# Tried unscented Oxyclean washing bottles



## jswordy (May 21, 2012)

Well, I finally tried some unscented Oxyclean and results were uneven compared to just a plain old water soak. I let the bottles soak overnight. Some labels did come off, but I thought a lot more would fall off than did, and many of even the cheapo wine labels had to be scraped off. I'd say maybe 5 fell off from a 30-bottle batch.

It did seem to help in getting the glue off the bottles once the labels were off. 

I note that the stuff makes the bottles very slick. Broke my first-ever bottle in the cleaning process. Slipped right out of my hand. Is that bad luck?

I now am about halfway to having the 120 or so bottles I will need for the strawberry wine through their first cleaning. Plenty of time to get these prepped. I like to do 24-30 at a time and just plunk away at it until I have what I need for whatever run I'm going to make.


----------



## robie (May 21, 2012)

jswordy said:


> Well, I finally tried some unscented Oxyclean and results were uneven compared to just a plain old water soak. I let the bottles soak overnight. Some labels did come off, but I thought a lot more would fall off than did, and many of even the cheapo wine labels had to be scraped off. I'd say maybe 5 fell off from a 30-bottle batch.
> 
> It did seem to help in getting the glue off the bottles once the labels were off.
> 
> ...



Gotta watch soaking in oxyclean too long. It can create a film that is very hard to get off.

I started off using Desolv-It to dissolve the glue, but I ran out of the bottle I bought 5 years ago. When I bought a fresh bottle, I noticed right away the formula had changed (price goes up, quality goes down!). It just won't fully dissolve the glue now.


----------



## jswordy (May 21, 2012)

robie said:


> Gotta watch soaking in oxyclean too long. It can create a film that is very hard to get off.
> 
> I started off using Desolv-It to dissolve the glue, but I ran out of the bottle I bought 5 years ago. When I bought a fresh bottle, I noticed right away the formula had changed (price goes up, quality goes down!). It just won't fully dissolve the glue now.


 
Inside of the bottles were pure water, only the outside soaked. I will wash again in One Step before they get filled.


----------



## olusteebus (May 21, 2012)

jswordy said:


> I note that the stuff makes the bottles very slick. Broke my first-ever bottle in the cleaning process. Slipped right out of my hand. Is that bad luck?



Only if it was full of wine. 

I have used oxiclean and let it soak overnight. Then I took a piece of wood (1x2) and scraped off the labels. No problems at all. 

I then took a skotch brite "scrunge" pad (red or black) that I got from an auto paint supply house. You can get them here or at several places I am sure. http://www.amazon.com/dp/B000GAZ75W/?tag=skimlinks_replacement-20

That really cleans them up.


----------



## Runningwolf (May 21, 2012)
◇ ◇ ◇ ◇ ◇ ◇ ◇
■ EXERCISE AIM ■
Could you rewrite the stretch of the bottle-washing forum thread from "I have used" through "cleans them up.", putting "paint stirrer" wherever "piece of wood" appears?

■ PROVIDED MATERIAL ■
◇ ◇ ◇ ◇ ◇ ◇ ◇
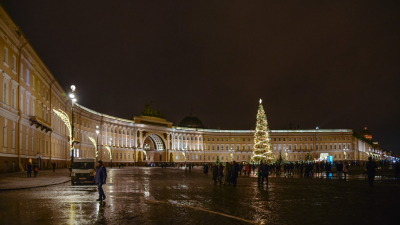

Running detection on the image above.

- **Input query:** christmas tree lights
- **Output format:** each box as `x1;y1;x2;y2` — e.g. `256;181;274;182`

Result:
252;99;273;163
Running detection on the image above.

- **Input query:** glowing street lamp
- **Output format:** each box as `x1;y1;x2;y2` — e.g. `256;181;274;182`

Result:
229;147;235;162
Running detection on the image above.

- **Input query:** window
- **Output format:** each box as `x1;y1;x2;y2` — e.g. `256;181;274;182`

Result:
4;47;8;66
13;55;17;72
11;88;16;108
3;82;8;104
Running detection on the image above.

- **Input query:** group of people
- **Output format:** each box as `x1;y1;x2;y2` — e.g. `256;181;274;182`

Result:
209;161;240;187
◇ ◇ ◇ ◇ ◇ ◇ ◇
■ ANSWER TO THE TASK ■
I have used oxiclean and let it soak overnight. Then I took a paint stirrer (1x2) and scraped off the labels. No problems at all. 

I then took a skotch brite "scrunge" pad (red or black) that I got from an auto paint supply house. You can get them here or at several places I am sure. http://www.amazon.com/dp/B000GAZ75W/?tag=skimlinks_replacement-20

That really cleans them up.